EXERCISE REQUIREMENTS
Reproduce the data in its entirety, exactly as supplied.

####

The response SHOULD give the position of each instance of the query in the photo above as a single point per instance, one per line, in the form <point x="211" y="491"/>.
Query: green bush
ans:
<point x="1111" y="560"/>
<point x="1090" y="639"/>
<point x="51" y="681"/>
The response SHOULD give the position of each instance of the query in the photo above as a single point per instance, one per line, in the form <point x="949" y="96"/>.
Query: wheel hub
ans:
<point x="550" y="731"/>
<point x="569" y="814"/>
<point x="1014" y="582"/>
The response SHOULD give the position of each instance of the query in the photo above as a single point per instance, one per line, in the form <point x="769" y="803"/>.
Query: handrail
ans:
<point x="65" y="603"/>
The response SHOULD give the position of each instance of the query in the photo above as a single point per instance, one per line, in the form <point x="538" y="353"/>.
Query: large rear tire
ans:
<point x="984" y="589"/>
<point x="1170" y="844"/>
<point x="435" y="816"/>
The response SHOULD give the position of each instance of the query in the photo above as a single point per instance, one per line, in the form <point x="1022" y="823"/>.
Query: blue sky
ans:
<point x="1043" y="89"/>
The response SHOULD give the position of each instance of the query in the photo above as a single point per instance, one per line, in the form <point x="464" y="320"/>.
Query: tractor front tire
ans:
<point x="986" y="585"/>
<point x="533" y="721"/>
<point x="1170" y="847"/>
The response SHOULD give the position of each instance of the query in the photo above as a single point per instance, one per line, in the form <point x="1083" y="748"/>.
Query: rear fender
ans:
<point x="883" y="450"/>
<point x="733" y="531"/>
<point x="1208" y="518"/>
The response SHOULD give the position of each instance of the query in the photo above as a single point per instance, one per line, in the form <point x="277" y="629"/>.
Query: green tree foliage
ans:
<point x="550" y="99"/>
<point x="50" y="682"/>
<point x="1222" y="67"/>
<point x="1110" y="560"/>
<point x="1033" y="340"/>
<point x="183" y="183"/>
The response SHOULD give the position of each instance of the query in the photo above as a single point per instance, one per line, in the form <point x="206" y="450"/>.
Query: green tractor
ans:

####

FINISHED ANSWER
The response SHOULD give the position of each instance of the query in the photo above as a single point per instance, one per line, in the form <point x="211" y="491"/>.
Query: green bush
ans:
<point x="1111" y="560"/>
<point x="1090" y="639"/>
<point x="51" y="681"/>
The response SHOULD give the position of each instance of the query in the photo above as a single point per instance, one per line, in the form <point x="949" y="96"/>.
Query: wheel hub
ans:
<point x="550" y="731"/>
<point x="569" y="814"/>
<point x="1014" y="582"/>
The response SHOULD give the position of each instance of the query in the photo above as a single point per instance, one per line, in the form <point x="769" y="803"/>.
Query: handrail
ans:
<point x="65" y="603"/>
The response SHOULD give the position of each instance of the query in the photo above as a single point per instance, one per line, in the form <point x="538" y="353"/>.
Query: large rear tire
ans:
<point x="984" y="589"/>
<point x="1170" y="844"/>
<point x="435" y="816"/>
The response SHOULD give the position of each instance of the query in the photo above as a single point per instance, one per line, in the form <point x="1022" y="823"/>.
Query: blue sky
ans:
<point x="1043" y="89"/>
The response SHOULD give the position of each instance of the query in the photo above as a single point per instance, one per line, in the form <point x="464" y="320"/>.
Query: tractor front tire
ans:
<point x="986" y="585"/>
<point x="533" y="721"/>
<point x="1170" y="847"/>
The response SHOULD give the position of each instance of the query in the photo above as a single point per instance, one per line, in the form <point x="1083" y="748"/>.
Query: rear fender
ans:
<point x="883" y="450"/>
<point x="733" y="531"/>
<point x="1208" y="518"/>
The response SHOULD give the position of each instance of the query in the photo above as a single point per instance, one per line, in the form <point x="277" y="629"/>.
Query: green tree foliage
ans:
<point x="550" y="99"/>
<point x="50" y="682"/>
<point x="1222" y="67"/>
<point x="1110" y="560"/>
<point x="1033" y="340"/>
<point x="183" y="183"/>
The response SHOULD give the position of each instance of the query in the photo above as a single point per instance, one per line, in the form <point x="206" y="450"/>.
Query: green tractor
ans:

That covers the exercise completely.